BEGIN PAGE TEXT

Salmon. Dams. Both exist today. Changes to that status would impact everyone. Higher energy costs, increased freight movement on roadways and rail, and taking away carbon-free hydropower could negatively affect your quality of life.
If dam opponents had their way and the Snake River dams were removed, barging would end. By eliminating barging – the most efficient, reliable, safest mode of cargo transport – wheat and other products would need to be transported by rail cars or semi-trucks. It may be necessary to double or triple tracks to meet future needs.
We already have a shortage of truck drivers. Over 135,000 additional trucks annually would be needed to move the cargo that now moves by barge. Imagine you and your family sharing the roadways with that many trucks. To move what we grow and make in Eastern Washington and Idaho, we need all three modes of transportation – road, rail, and river – working at all times. The future of safe and efficient transportation is at stake. So is our economy.
Some policy-makers miss a key question in their analysis of salmon versus dams. Presently, they ask: How can we make communities whole if the four lower Snake River dams are removed?

END PAGE TEXT
BEGIN INFORMATION

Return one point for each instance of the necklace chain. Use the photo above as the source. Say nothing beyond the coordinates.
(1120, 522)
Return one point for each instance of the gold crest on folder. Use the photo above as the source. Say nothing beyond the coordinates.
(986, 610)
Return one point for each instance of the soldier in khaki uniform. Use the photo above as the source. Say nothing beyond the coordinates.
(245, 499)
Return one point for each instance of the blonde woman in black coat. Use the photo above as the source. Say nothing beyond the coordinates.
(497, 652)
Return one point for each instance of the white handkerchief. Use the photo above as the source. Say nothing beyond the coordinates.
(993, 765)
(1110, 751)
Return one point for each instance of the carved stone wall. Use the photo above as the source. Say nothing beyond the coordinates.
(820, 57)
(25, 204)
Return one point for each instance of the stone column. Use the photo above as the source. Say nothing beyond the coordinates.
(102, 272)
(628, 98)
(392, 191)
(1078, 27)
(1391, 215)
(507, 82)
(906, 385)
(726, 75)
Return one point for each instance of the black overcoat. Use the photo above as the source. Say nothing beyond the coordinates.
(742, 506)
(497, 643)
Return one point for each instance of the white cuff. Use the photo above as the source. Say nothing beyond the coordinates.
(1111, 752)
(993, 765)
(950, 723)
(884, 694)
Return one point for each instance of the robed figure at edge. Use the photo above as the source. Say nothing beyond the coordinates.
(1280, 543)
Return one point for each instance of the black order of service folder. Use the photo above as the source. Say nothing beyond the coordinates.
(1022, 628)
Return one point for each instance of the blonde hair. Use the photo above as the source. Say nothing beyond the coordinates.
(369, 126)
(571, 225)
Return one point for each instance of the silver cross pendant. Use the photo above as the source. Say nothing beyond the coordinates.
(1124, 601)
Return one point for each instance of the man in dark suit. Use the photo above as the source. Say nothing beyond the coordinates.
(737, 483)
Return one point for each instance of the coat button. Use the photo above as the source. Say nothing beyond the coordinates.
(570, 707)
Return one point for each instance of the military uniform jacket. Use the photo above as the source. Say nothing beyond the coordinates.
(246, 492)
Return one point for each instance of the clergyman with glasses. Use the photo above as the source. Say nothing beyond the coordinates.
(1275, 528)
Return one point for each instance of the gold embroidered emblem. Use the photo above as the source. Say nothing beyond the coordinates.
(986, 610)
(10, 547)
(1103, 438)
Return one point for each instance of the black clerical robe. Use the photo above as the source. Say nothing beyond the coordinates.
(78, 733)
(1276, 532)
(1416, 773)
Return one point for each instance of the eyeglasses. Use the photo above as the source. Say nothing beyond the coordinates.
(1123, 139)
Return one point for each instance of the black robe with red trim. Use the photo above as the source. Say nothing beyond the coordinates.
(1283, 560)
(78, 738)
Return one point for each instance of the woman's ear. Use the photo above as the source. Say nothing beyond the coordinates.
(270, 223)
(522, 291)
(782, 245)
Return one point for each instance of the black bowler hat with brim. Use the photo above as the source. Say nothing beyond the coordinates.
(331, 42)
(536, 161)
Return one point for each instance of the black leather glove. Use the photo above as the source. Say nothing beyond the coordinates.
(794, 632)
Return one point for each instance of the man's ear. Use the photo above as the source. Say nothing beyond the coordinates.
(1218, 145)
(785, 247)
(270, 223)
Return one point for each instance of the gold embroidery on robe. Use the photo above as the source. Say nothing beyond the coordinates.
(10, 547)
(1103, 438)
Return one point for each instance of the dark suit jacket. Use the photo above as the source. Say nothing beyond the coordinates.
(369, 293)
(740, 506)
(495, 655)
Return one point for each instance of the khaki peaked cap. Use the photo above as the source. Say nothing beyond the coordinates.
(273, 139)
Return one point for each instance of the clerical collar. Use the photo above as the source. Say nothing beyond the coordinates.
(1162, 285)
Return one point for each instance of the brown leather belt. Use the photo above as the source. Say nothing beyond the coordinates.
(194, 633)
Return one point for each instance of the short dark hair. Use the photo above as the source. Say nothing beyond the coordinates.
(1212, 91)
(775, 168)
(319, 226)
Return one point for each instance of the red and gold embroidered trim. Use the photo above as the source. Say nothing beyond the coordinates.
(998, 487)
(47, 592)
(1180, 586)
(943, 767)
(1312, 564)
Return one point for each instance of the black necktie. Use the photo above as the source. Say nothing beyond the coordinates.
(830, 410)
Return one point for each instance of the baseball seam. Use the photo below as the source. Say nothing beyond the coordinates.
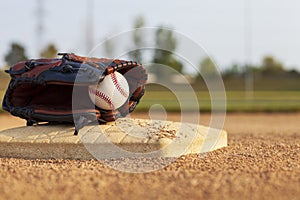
(117, 85)
(104, 97)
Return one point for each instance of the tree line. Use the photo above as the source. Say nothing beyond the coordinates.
(166, 43)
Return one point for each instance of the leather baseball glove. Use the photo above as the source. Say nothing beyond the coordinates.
(42, 90)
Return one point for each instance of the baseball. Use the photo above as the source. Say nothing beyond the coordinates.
(111, 93)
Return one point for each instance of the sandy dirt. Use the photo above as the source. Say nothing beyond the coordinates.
(262, 161)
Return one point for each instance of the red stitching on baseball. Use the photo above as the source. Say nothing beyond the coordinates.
(118, 86)
(102, 96)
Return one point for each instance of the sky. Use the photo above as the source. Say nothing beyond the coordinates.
(222, 28)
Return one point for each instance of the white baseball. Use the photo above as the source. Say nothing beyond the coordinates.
(111, 93)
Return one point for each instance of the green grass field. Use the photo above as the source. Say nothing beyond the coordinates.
(262, 101)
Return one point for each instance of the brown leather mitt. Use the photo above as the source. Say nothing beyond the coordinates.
(56, 90)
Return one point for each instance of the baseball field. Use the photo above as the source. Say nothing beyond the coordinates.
(262, 161)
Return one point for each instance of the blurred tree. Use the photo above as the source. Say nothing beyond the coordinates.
(109, 48)
(50, 51)
(271, 65)
(15, 54)
(165, 46)
(138, 39)
(207, 68)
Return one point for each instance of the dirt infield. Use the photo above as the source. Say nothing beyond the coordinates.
(262, 161)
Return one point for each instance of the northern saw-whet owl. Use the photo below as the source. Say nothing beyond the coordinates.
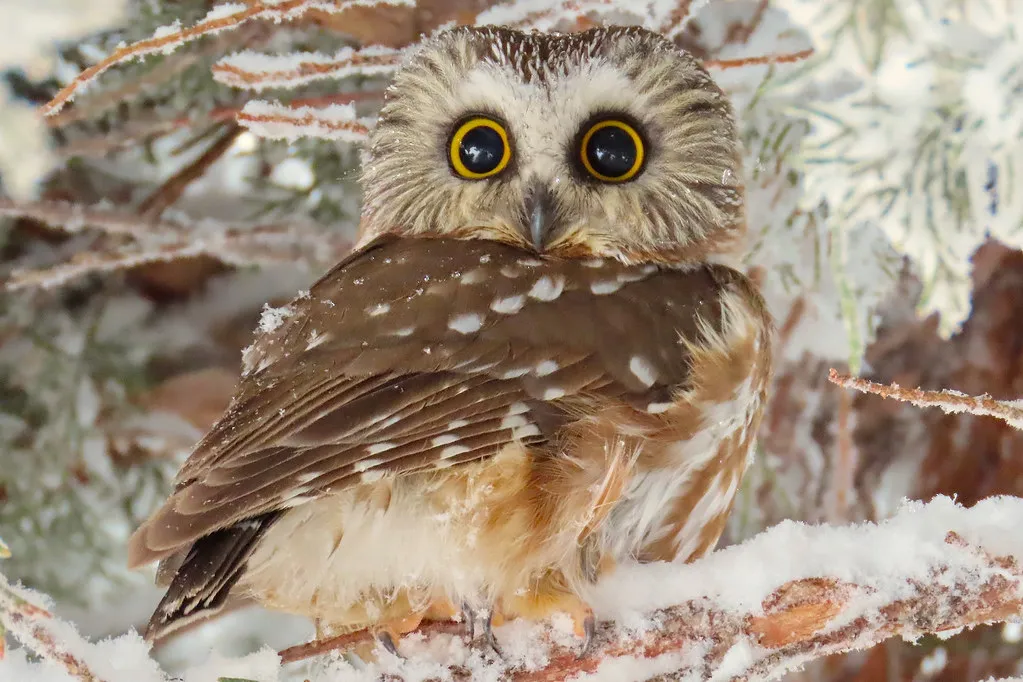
(536, 362)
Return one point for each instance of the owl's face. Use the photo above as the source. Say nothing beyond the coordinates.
(611, 142)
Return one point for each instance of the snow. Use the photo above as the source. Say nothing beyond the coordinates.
(334, 122)
(273, 317)
(257, 71)
(885, 561)
(27, 36)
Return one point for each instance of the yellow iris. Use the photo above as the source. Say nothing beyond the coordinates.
(479, 148)
(609, 155)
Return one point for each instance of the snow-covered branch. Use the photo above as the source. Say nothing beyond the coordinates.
(951, 402)
(222, 17)
(141, 239)
(752, 611)
(256, 71)
(334, 122)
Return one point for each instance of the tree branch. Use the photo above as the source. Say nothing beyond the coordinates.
(749, 612)
(952, 402)
(752, 614)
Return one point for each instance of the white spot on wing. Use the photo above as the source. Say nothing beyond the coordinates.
(525, 432)
(605, 287)
(453, 451)
(518, 408)
(546, 367)
(316, 338)
(465, 323)
(507, 305)
(547, 288)
(474, 276)
(364, 464)
(640, 367)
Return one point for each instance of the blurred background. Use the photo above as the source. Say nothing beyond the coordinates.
(144, 226)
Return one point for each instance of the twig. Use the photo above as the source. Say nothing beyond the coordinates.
(677, 19)
(763, 59)
(170, 238)
(214, 21)
(952, 402)
(741, 33)
(169, 69)
(174, 187)
(335, 122)
(33, 626)
(281, 72)
(349, 640)
(796, 614)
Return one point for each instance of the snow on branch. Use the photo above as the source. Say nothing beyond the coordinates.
(144, 239)
(756, 610)
(952, 402)
(332, 122)
(751, 612)
(758, 60)
(256, 71)
(221, 17)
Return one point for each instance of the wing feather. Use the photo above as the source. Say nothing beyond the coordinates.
(414, 355)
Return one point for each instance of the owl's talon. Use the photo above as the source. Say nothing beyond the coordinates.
(469, 619)
(386, 639)
(589, 631)
(488, 635)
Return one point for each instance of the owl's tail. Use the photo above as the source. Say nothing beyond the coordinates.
(201, 583)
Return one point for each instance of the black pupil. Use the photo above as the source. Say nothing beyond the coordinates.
(611, 151)
(481, 149)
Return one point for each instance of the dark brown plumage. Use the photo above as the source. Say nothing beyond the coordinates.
(484, 405)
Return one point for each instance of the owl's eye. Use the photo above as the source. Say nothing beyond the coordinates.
(612, 150)
(479, 148)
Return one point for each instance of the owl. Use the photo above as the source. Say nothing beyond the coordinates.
(536, 363)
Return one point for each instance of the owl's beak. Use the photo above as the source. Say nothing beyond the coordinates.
(540, 212)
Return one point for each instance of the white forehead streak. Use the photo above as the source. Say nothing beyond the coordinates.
(544, 115)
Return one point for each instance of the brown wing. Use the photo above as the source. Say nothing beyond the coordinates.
(424, 353)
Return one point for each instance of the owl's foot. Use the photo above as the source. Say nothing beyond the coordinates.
(549, 597)
(389, 633)
(490, 619)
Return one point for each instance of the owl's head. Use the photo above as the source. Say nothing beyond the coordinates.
(611, 142)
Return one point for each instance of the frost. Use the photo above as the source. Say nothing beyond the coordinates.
(273, 317)
(948, 558)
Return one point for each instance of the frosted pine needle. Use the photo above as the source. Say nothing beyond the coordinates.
(256, 71)
(221, 17)
(951, 402)
(335, 122)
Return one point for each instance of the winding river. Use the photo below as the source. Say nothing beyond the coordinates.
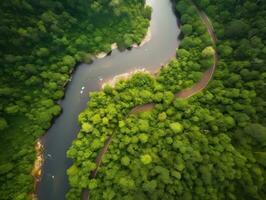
(158, 51)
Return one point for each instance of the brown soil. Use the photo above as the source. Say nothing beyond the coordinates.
(184, 94)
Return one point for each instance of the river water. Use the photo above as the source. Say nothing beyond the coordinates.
(158, 51)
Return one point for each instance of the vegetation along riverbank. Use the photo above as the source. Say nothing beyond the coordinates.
(38, 50)
(209, 146)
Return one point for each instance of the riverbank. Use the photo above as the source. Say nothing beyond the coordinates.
(37, 167)
(184, 94)
(114, 46)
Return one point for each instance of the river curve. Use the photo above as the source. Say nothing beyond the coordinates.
(158, 51)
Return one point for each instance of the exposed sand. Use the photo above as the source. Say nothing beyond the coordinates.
(123, 76)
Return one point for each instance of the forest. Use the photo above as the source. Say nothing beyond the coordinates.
(40, 44)
(209, 146)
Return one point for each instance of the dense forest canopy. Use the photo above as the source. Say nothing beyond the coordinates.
(40, 43)
(209, 146)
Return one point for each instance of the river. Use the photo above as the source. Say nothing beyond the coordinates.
(158, 51)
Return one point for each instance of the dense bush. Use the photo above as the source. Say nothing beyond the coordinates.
(211, 146)
(40, 43)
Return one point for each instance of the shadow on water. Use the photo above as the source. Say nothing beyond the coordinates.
(158, 51)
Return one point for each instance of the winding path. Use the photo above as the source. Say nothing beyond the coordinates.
(184, 94)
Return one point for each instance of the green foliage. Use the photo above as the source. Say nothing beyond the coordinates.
(146, 159)
(176, 127)
(210, 146)
(40, 44)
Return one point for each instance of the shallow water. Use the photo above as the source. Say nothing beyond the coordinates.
(158, 51)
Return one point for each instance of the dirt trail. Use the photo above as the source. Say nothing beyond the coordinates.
(184, 94)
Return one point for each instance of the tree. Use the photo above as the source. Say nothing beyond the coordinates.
(186, 29)
(236, 28)
(146, 159)
(208, 52)
(3, 123)
(176, 127)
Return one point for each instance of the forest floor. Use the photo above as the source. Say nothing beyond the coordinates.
(184, 94)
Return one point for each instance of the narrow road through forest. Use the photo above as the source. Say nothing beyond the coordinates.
(184, 94)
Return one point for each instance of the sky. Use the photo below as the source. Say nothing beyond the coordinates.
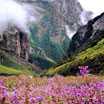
(11, 12)
(96, 6)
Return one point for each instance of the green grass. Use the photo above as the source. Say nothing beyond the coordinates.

END INFORMATION

**PROBLEMS TO SOLVE**
- 1) Output the passage from the Snake River dams text verbatim, beginning at the words "Some policy-makers miss" and stopping after "dams are removed?".
- 2) According to the Snake River dams text, how many additional trucks would be needed each year to move the cargo that now goes by barge?

**RESPONSE LIST**
- 1)
Some policy-makers miss a key question in their analysis of salmon versus dams. Presently, they ask: How can we make communities whole if the four lower Snake River dams are removed?

- 2) Over 135,000 additional trucks annually.